[GIVEN INSTRUCTION] Reproduce the listing below in its entirety. Change nothing.
═══ RECORDED DATA ═══
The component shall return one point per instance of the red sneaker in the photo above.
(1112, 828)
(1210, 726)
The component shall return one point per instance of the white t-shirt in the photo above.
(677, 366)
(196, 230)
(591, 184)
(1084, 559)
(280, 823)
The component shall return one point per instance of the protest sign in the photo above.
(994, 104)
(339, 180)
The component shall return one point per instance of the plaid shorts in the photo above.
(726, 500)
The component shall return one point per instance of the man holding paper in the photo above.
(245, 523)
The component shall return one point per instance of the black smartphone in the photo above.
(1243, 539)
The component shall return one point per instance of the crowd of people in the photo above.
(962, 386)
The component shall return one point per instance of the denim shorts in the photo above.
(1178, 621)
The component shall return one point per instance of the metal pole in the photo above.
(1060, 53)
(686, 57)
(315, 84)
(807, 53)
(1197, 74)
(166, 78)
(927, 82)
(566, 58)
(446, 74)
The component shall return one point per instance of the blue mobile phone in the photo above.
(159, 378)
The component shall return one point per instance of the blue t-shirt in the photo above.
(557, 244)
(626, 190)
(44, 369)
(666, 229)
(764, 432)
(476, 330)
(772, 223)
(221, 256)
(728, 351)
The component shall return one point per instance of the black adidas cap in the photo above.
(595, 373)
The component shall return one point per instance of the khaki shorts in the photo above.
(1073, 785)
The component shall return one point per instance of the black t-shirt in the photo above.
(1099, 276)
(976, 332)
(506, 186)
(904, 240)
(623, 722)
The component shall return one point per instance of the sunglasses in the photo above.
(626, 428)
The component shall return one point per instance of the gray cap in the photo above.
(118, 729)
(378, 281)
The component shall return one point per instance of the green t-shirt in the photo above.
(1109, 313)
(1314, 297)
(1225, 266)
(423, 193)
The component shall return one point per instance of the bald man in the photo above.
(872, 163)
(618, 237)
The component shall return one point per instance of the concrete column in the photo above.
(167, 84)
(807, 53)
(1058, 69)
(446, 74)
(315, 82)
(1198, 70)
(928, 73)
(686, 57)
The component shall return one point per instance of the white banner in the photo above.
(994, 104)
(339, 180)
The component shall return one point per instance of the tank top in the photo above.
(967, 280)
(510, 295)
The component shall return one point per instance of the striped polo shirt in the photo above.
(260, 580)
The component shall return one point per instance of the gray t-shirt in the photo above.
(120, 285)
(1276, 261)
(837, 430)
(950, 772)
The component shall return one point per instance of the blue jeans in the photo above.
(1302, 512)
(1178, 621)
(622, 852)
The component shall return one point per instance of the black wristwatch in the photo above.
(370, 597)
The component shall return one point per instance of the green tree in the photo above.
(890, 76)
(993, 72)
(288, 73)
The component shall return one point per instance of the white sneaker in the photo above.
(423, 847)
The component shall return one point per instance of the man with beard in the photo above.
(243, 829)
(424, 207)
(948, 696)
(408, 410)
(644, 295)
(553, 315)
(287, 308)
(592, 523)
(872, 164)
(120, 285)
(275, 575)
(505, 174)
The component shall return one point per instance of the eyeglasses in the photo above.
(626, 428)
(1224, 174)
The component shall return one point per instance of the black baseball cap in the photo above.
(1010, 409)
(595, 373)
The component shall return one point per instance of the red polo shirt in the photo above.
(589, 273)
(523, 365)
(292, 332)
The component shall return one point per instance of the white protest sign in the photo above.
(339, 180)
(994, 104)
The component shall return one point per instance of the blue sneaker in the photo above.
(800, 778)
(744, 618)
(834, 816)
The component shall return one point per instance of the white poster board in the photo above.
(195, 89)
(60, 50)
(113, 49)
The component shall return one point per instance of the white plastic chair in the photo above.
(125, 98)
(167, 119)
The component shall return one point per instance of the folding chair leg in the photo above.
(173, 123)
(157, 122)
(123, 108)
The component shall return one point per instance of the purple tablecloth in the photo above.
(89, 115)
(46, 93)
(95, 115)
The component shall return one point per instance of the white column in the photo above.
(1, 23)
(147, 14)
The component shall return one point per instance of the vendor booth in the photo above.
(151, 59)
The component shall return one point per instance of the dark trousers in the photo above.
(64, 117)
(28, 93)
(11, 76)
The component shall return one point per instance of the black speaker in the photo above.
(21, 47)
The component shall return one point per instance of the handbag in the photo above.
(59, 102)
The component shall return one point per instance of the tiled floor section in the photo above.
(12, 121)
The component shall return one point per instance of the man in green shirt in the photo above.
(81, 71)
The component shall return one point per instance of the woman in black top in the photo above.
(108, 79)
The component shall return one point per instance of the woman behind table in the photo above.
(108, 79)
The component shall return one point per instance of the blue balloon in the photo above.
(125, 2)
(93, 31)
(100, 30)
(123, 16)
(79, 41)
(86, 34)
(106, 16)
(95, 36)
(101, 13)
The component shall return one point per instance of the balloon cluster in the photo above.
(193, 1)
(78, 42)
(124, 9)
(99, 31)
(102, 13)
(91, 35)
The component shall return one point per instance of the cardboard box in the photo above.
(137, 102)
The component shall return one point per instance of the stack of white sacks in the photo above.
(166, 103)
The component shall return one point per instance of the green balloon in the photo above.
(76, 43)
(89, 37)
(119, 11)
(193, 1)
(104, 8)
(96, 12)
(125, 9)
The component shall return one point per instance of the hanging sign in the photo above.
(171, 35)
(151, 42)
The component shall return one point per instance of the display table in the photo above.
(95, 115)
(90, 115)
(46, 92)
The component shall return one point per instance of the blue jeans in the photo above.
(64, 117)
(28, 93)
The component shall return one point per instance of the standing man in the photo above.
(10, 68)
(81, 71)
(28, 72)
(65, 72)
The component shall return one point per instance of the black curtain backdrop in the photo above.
═══
[EXERCISE RESPONSE]
The component shall return one point per instance of the red sneaker in the photo above.
(1112, 828)
(1210, 726)
The component shall return one point per instance of the white t-shirt in the photo above.
(677, 366)
(196, 230)
(591, 184)
(1084, 559)
(280, 823)
The component shall return one point per instance of the protest sign in the photo above.
(994, 104)
(339, 180)
The component shall return one point per instance of the plaid shorts in the photo above.
(726, 500)
The component shall return one point per instance of the man holding paper in the photo above.
(245, 523)
The component shall return one point per instance of the black smartphone in the photo above.
(1243, 539)
The component shall return one point per instance of the crowd of people in the photo above.
(962, 386)
The component shall return one point per instance of the denim shorts in the photo above.
(1178, 621)
The component shall return one point per instance of the metal pole in the photo above.
(1060, 53)
(686, 57)
(315, 84)
(807, 53)
(1197, 74)
(166, 78)
(927, 82)
(566, 58)
(446, 74)
The component shall return one point per instance of the blue mobile phone in the photo above.
(159, 378)
The component shall return one point per instance of the blue t-shirt in the photo above.
(557, 244)
(626, 190)
(44, 369)
(666, 229)
(764, 432)
(476, 330)
(772, 223)
(221, 256)
(728, 351)
The component shall return one point per instance of the black adidas cap in the photo above.
(595, 373)
The component shall return one point per instance of the khaki shorts in the photo above.
(1073, 785)
The component shall return one point per instance of the black t-shirt in the photo above.
(1099, 276)
(976, 332)
(506, 186)
(904, 240)
(623, 722)
The component shall return one point per instance of the sunglasses in the photo above.
(626, 428)
The component shall return one point per instance of the gray cap in the photo above.
(118, 729)
(378, 281)
The component shall return one point per instance of the green t-shirt in the photo above.
(1109, 313)
(1314, 297)
(1225, 266)
(423, 193)
The component shall return one point per instance of the bald man in the photo above.
(872, 163)
(618, 237)
The component shall return one point per instance of the concrete column in the photo above.
(167, 84)
(807, 53)
(1058, 69)
(446, 74)
(315, 82)
(1198, 70)
(928, 73)
(686, 57)
The component shall return one point per instance of the white banner in the photo above.
(994, 104)
(339, 180)
The component shall return one point per instance of the tank top in the photo above.
(967, 280)
(510, 295)
The component shall return one point per instance of the striped polo shirt in the photo above.
(260, 580)
The component shall return one point per instance of the gray t-shirt in the photo above.
(120, 285)
(1276, 261)
(837, 430)
(950, 772)
The component shall return one point per instance of the blue jeans in the photo above.
(1302, 512)
(1178, 621)
(622, 852)
The component shall return one point per instance of the black wristwatch in the photo above.
(370, 597)
The component shall return one point per instance of the green tree in the photo above.
(890, 76)
(993, 72)
(288, 73)
The component shall return one point per instance of the white sneaker in the photo above.
(423, 847)
The component shall return one point per instance of the man with beard in the photo above.
(243, 829)
(424, 207)
(948, 696)
(408, 410)
(644, 295)
(553, 315)
(287, 308)
(592, 523)
(872, 164)
(120, 285)
(275, 575)
(505, 174)
The component shall return one point per instance of the eyeglasses in the photo above.
(626, 428)
(1224, 174)
The component shall return one point per instance of the black baseball cap in the photo above.
(1010, 409)
(595, 373)
The component shall return one point per instance of the red polo shirt in the photo above.
(589, 273)
(523, 365)
(292, 332)
The component shall return one point per instance of the white protest sign in the photo above.
(339, 180)
(994, 104)
The component shall return one point per instance of the blue sneaker in the photo above.
(800, 778)
(744, 618)
(834, 816)
The component shall return one point per instance of the white poster board in the photo above.
(195, 89)
(60, 50)
(113, 49)
The component shall return one point per instance of the white plastic chair in the photo above.
(125, 98)
(167, 119)
The component shall return one point per instance of the folding chair leg in the photo above.
(173, 123)
(157, 122)
(123, 108)
The component shall return one point per instance of the purple tablecloth in the photo above.
(89, 115)
(46, 93)
(95, 115)
The component shall return one point per instance of the white column in the photo above.
(1, 23)
(147, 14)
The component shall return one point per instance of the vendor booth in the photo above.
(151, 59)
The component shall return one point per instance of the dark trousers in the photo above.
(64, 117)
(28, 93)
(11, 76)
The component shall return one point per instance of the black speaker in the photo above.
(21, 47)
The component shall return one point per instance of the handbag in the photo above.
(59, 102)
The component shall return one point per instance of the tiled floor section in the photo above.
(12, 121)
The component shall return one point per instance of the man in green shirt in the photo above.
(81, 71)
The component shall return one point per instance of the woman in black top in the photo above.
(108, 79)
The component shall return one point per instance of the woman behind table in the photo above.
(108, 79)
The component shall return one point per instance of the blue balloon in the photo above.
(125, 2)
(93, 31)
(100, 30)
(123, 16)
(79, 41)
(86, 34)
(106, 16)
(95, 36)
(101, 13)
The component shall return one point per instance of the balloon cluster in the photo above.
(193, 1)
(78, 42)
(124, 9)
(99, 31)
(102, 13)
(91, 35)
The component shall return one point per instance of the cardboard box in the photo above.
(137, 102)
The component shall return one point per instance of the stack of white sacks in the photo above.
(166, 103)
The component shall return one point per instance of the green balloon in the photo above.
(76, 43)
(89, 37)
(119, 11)
(193, 1)
(104, 8)
(96, 12)
(125, 9)
The component shall return one point per instance of the hanging sign in the photo above.
(171, 35)
(151, 42)
The component shall return one point per instance of the display table in the photo above.
(95, 115)
(90, 115)
(46, 92)
The component shall return one point per instance of the blue jeans in the photo above.
(64, 117)
(28, 93)
The component shall return one point per instance of the standing man in the photo above.
(10, 68)
(81, 71)
(28, 72)
(65, 72)
The component shall return one point per instance of the black curtain backdrop in the photo above.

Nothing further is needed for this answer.